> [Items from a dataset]
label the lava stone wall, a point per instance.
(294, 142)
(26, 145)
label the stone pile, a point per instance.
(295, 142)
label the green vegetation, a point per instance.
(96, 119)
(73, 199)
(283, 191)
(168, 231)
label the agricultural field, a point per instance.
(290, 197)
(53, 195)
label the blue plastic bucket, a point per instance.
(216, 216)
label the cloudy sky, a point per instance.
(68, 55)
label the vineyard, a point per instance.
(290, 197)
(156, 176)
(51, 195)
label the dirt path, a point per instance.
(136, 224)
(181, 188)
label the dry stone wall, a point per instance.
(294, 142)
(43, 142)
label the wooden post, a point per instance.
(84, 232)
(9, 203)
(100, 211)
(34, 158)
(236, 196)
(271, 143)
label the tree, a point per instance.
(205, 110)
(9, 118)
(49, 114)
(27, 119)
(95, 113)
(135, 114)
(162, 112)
...
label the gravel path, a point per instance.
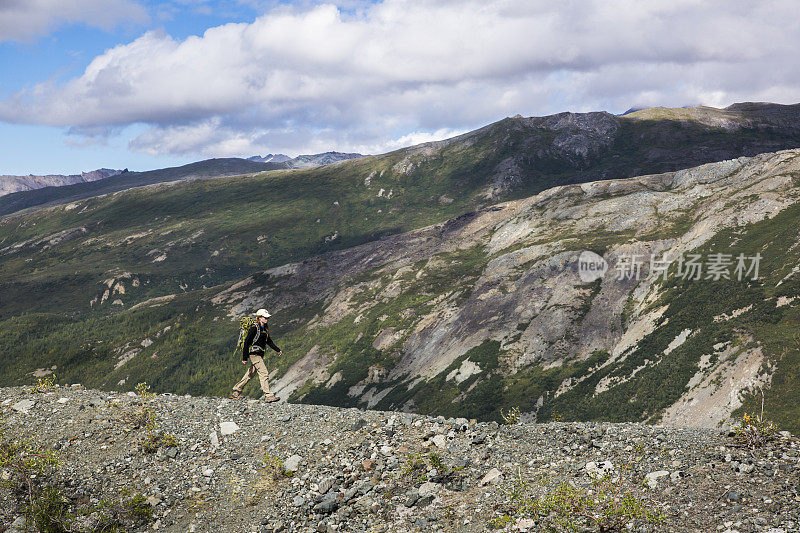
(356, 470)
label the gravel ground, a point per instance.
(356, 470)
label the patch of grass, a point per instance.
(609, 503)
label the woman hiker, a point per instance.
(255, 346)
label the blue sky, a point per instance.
==
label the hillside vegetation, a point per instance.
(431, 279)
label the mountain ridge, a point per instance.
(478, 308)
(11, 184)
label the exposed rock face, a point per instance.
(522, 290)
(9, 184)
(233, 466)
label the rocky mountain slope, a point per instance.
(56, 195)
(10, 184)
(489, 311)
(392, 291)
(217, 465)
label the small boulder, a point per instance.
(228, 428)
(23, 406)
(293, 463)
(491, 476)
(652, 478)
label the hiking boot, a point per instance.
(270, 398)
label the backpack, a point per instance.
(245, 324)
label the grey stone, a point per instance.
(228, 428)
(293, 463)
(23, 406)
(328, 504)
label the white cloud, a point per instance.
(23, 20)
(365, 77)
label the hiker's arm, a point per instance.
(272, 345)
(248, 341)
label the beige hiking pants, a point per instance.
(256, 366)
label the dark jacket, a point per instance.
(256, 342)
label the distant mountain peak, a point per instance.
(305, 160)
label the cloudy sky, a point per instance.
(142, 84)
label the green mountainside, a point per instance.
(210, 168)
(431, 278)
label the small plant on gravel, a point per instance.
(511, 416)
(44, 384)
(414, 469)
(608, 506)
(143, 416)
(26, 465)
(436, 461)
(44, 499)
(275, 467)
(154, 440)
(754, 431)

> [Written exercise] Edit the records from the line with "label the gravel path, a point per instance." to the line with "label the blue sky, a point per instance.", replacing "patch of grass" with "grassy patch" and keeping everything else the same. Return only those lines, and leave out the pictures.

> [Problem solution]
label the gravel path, a point per instance.
(356, 470)
label the gravel ground, a point per instance.
(356, 470)
label the grassy patch, a point per instance.
(609, 503)
label the woman hiker, a point per instance.
(255, 346)
label the blue sky, a point per instance.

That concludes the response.